Coordinate annotation records:

--

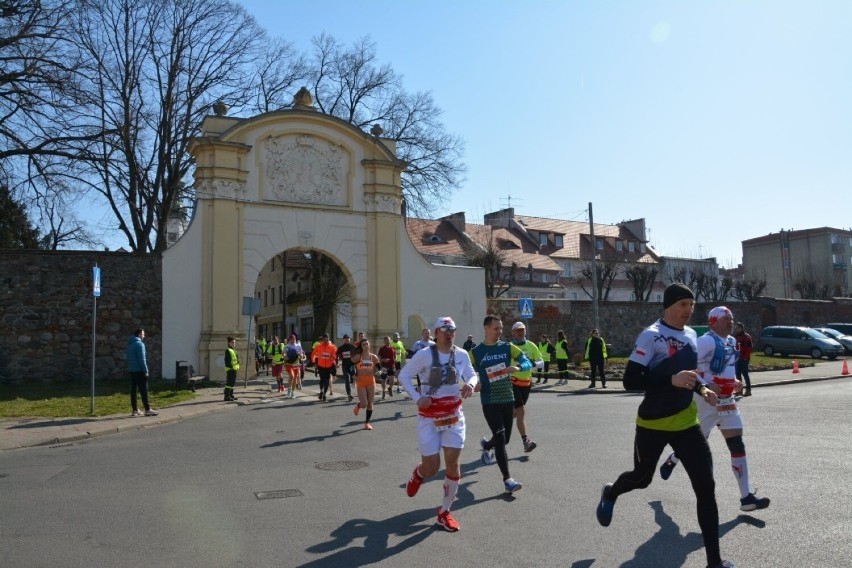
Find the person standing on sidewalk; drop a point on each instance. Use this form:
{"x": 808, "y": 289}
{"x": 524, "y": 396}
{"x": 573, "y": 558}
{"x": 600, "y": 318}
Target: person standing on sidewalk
{"x": 137, "y": 366}
{"x": 495, "y": 361}
{"x": 522, "y": 381}
{"x": 596, "y": 356}
{"x": 561, "y": 357}
{"x": 440, "y": 420}
{"x": 745, "y": 346}
{"x": 232, "y": 365}
{"x": 717, "y": 356}
{"x": 662, "y": 364}
{"x": 324, "y": 357}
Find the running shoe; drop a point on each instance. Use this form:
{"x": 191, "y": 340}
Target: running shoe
{"x": 667, "y": 468}
{"x": 447, "y": 521}
{"x": 750, "y": 502}
{"x": 511, "y": 485}
{"x": 605, "y": 507}
{"x": 414, "y": 483}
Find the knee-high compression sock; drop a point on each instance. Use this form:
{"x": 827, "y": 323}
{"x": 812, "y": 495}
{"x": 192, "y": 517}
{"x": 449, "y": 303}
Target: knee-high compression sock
{"x": 451, "y": 487}
{"x": 739, "y": 464}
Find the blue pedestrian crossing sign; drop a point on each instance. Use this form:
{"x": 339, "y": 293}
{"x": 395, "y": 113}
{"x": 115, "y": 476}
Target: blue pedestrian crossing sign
{"x": 526, "y": 308}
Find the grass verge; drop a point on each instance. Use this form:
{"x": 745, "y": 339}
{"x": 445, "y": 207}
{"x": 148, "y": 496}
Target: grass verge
{"x": 63, "y": 400}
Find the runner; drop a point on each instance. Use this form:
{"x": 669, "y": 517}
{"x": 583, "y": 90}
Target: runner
{"x": 294, "y": 356}
{"x": 522, "y": 381}
{"x": 717, "y": 363}
{"x": 661, "y": 365}
{"x": 344, "y": 355}
{"x": 495, "y": 361}
{"x": 365, "y": 380}
{"x": 440, "y": 422}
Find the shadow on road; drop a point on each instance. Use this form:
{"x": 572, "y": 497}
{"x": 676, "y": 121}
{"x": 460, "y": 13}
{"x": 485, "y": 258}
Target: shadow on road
{"x": 668, "y": 548}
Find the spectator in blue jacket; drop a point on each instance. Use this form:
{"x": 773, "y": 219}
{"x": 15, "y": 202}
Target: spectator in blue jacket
{"x": 137, "y": 366}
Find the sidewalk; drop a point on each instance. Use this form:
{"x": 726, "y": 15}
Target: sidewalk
{"x": 23, "y": 433}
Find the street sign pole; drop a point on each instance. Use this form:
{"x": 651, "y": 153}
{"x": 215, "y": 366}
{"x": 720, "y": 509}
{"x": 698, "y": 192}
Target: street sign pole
{"x": 96, "y": 292}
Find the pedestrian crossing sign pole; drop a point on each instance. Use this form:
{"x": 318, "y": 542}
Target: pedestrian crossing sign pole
{"x": 526, "y": 308}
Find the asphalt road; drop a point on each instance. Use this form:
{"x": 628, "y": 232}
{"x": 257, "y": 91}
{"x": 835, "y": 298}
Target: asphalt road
{"x": 243, "y": 488}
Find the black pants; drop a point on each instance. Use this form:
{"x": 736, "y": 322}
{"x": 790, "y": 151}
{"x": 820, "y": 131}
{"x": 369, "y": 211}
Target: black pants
{"x": 742, "y": 372}
{"x": 597, "y": 365}
{"x": 698, "y": 463}
{"x": 139, "y": 381}
{"x": 499, "y": 418}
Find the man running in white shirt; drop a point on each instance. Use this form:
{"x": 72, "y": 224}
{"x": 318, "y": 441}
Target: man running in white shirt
{"x": 717, "y": 359}
{"x": 447, "y": 378}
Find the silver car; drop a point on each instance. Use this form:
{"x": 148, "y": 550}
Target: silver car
{"x": 842, "y": 339}
{"x": 790, "y": 340}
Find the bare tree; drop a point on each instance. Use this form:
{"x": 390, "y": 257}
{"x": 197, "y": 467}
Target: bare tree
{"x": 350, "y": 83}
{"x": 500, "y": 274}
{"x": 154, "y": 68}
{"x": 607, "y": 270}
{"x": 642, "y": 277}
{"x": 748, "y": 289}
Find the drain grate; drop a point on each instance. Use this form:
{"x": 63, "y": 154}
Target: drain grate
{"x": 341, "y": 465}
{"x": 279, "y": 494}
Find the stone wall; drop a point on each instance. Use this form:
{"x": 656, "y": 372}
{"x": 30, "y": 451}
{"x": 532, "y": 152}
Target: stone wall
{"x": 621, "y": 322}
{"x": 46, "y": 313}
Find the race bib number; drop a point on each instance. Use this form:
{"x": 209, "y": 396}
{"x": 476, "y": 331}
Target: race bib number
{"x": 726, "y": 406}
{"x": 446, "y": 422}
{"x": 497, "y": 372}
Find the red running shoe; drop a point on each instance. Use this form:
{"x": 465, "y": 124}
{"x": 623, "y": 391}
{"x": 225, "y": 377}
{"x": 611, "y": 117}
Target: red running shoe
{"x": 413, "y": 483}
{"x": 447, "y": 521}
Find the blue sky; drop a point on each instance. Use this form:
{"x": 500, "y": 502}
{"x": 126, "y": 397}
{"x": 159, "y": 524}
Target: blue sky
{"x": 715, "y": 121}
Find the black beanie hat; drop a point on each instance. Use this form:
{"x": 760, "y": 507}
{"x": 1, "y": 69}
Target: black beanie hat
{"x": 676, "y": 292}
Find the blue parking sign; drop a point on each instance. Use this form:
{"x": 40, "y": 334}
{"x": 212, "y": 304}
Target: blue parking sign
{"x": 526, "y": 308}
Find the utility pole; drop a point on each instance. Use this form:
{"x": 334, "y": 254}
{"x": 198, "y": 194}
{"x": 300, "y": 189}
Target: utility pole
{"x": 594, "y": 265}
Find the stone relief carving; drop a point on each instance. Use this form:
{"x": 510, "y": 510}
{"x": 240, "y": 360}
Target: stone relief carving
{"x": 382, "y": 203}
{"x": 227, "y": 188}
{"x": 305, "y": 169}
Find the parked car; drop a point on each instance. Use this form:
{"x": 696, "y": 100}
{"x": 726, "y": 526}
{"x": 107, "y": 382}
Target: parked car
{"x": 844, "y": 328}
{"x": 844, "y": 340}
{"x": 789, "y": 340}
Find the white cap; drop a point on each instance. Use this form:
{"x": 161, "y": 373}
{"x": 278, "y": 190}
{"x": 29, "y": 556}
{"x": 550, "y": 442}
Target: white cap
{"x": 717, "y": 313}
{"x": 445, "y": 322}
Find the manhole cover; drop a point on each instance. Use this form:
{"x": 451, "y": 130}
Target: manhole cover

--

- _TASK TO CARRY OUT_
Go through the entries above and print each one exactly, minus the pictures.

- _SOLUTION TO THIS TASK_
Find the person standing on sidewalk; drop a point on each instance. Use this form:
{"x": 808, "y": 289}
{"x": 524, "y": 396}
{"x": 573, "y": 558}
{"x": 600, "y": 318}
Target: person standing on sidewalk
{"x": 137, "y": 366}
{"x": 495, "y": 361}
{"x": 522, "y": 381}
{"x": 596, "y": 356}
{"x": 561, "y": 357}
{"x": 440, "y": 420}
{"x": 745, "y": 346}
{"x": 232, "y": 365}
{"x": 717, "y": 356}
{"x": 662, "y": 364}
{"x": 324, "y": 357}
Find the running shoe; drop a point on each instance. Use this form:
{"x": 191, "y": 340}
Target: running shoe
{"x": 667, "y": 468}
{"x": 447, "y": 521}
{"x": 750, "y": 502}
{"x": 511, "y": 485}
{"x": 605, "y": 507}
{"x": 414, "y": 483}
Find the knee-high compression sock; drop a point on each instance. Use this form:
{"x": 827, "y": 323}
{"x": 812, "y": 495}
{"x": 192, "y": 517}
{"x": 449, "y": 303}
Target: knee-high compression sock
{"x": 451, "y": 487}
{"x": 739, "y": 464}
Find the blue pedestrian crossing sign; drop a point on each instance. Use this form:
{"x": 339, "y": 293}
{"x": 395, "y": 113}
{"x": 115, "y": 476}
Target: blue pedestrian crossing sign
{"x": 526, "y": 308}
Find the grass verge; drop a point on each instance. Use this form:
{"x": 745, "y": 339}
{"x": 445, "y": 207}
{"x": 148, "y": 496}
Target: grass verge
{"x": 63, "y": 400}
Find the runner; drop a point on each instance. Use this form:
{"x": 669, "y": 517}
{"x": 583, "y": 90}
Target: runner
{"x": 294, "y": 356}
{"x": 522, "y": 381}
{"x": 717, "y": 363}
{"x": 661, "y": 365}
{"x": 344, "y": 355}
{"x": 495, "y": 361}
{"x": 365, "y": 380}
{"x": 440, "y": 422}
Find the shadow on road; drop a point on each instance. Use this form:
{"x": 572, "y": 497}
{"x": 676, "y": 121}
{"x": 460, "y": 13}
{"x": 485, "y": 258}
Target: shadow on road
{"x": 668, "y": 548}
Find the spectator in blue jacket; drop a point on each instance. Use this form:
{"x": 773, "y": 219}
{"x": 15, "y": 202}
Target: spectator in blue jacket
{"x": 137, "y": 366}
Find the sidewalk; drop a point on each instance. Use this form:
{"x": 726, "y": 15}
Target: sidewalk
{"x": 23, "y": 433}
Find the street sign pole; drop a point on each instance. Use this form:
{"x": 651, "y": 153}
{"x": 215, "y": 366}
{"x": 720, "y": 509}
{"x": 698, "y": 192}
Target: street sign pole
{"x": 96, "y": 292}
Find the pedestrian crossing sign pole; drop a point on each instance. Use this form:
{"x": 318, "y": 542}
Target: pedestrian crossing sign pole
{"x": 526, "y": 308}
Find the asphalt road; drop a point on each instance. Use this form:
{"x": 628, "y": 232}
{"x": 257, "y": 91}
{"x": 835, "y": 298}
Target: asphalt road
{"x": 243, "y": 488}
Find the black pants; drop a point on each instance. Use this form:
{"x": 736, "y": 322}
{"x": 790, "y": 151}
{"x": 820, "y": 131}
{"x": 369, "y": 211}
Target: black pants
{"x": 742, "y": 372}
{"x": 597, "y": 365}
{"x": 698, "y": 463}
{"x": 139, "y": 381}
{"x": 499, "y": 418}
Find the man running in white shirt; drop a point on each instance. Use this form:
{"x": 72, "y": 224}
{"x": 318, "y": 441}
Target: man running in white shirt
{"x": 717, "y": 359}
{"x": 447, "y": 378}
Find the silver car; drop a point on each instance. Use this form:
{"x": 148, "y": 550}
Target: silver car
{"x": 842, "y": 339}
{"x": 790, "y": 340}
Find the bare tree; drop a point on each instance. Use this form:
{"x": 390, "y": 257}
{"x": 197, "y": 467}
Target: bare tree
{"x": 350, "y": 83}
{"x": 500, "y": 274}
{"x": 154, "y": 68}
{"x": 607, "y": 270}
{"x": 642, "y": 277}
{"x": 748, "y": 289}
Find the drain grate; drop a point on each instance. Use this form:
{"x": 63, "y": 154}
Target: drain grate
{"x": 341, "y": 465}
{"x": 279, "y": 494}
Find the stone wall; drop a point on each instance. Use this form:
{"x": 656, "y": 372}
{"x": 30, "y": 451}
{"x": 532, "y": 152}
Target: stone wall
{"x": 621, "y": 322}
{"x": 46, "y": 313}
Find the race bib number; drop a point on each instance. Use this form:
{"x": 209, "y": 396}
{"x": 476, "y": 331}
Target: race bib number
{"x": 726, "y": 406}
{"x": 446, "y": 422}
{"x": 497, "y": 372}
Find the red running shoe; drop a point on each instance. Use this form:
{"x": 465, "y": 124}
{"x": 623, "y": 391}
{"x": 225, "y": 377}
{"x": 611, "y": 117}
Target: red running shoe
{"x": 413, "y": 483}
{"x": 447, "y": 521}
Find the blue sky; drop a point on each instance. Use this form:
{"x": 500, "y": 502}
{"x": 126, "y": 397}
{"x": 159, "y": 524}
Target: blue sky
{"x": 715, "y": 121}
Find the black beanie hat; drop a point on each instance. Use this form:
{"x": 760, "y": 507}
{"x": 1, "y": 69}
Target: black beanie hat
{"x": 676, "y": 292}
Find the blue parking sign; drop a point on each instance. Use this form:
{"x": 40, "y": 334}
{"x": 212, "y": 304}
Target: blue parking sign
{"x": 526, "y": 308}
Find the utility pole; drop a point on each instance. Use this form:
{"x": 334, "y": 254}
{"x": 198, "y": 194}
{"x": 300, "y": 189}
Target: utility pole
{"x": 594, "y": 265}
Find the stone relief carving; drop a point on each instance. Use this form:
{"x": 510, "y": 510}
{"x": 240, "y": 360}
Target: stone relief carving
{"x": 382, "y": 203}
{"x": 227, "y": 188}
{"x": 305, "y": 169}
Find the parked car; drop a point on each instance. Use this form:
{"x": 696, "y": 100}
{"x": 726, "y": 526}
{"x": 107, "y": 382}
Target: parked car
{"x": 844, "y": 328}
{"x": 844, "y": 340}
{"x": 789, "y": 340}
Find the white cap; drop a point on each instance. Use this form:
{"x": 161, "y": 373}
{"x": 278, "y": 190}
{"x": 29, "y": 556}
{"x": 550, "y": 442}
Target: white cap
{"x": 717, "y": 313}
{"x": 445, "y": 322}
Find the manhole cover; drop a point on each instance. Use this form:
{"x": 451, "y": 130}
Target: manhole cover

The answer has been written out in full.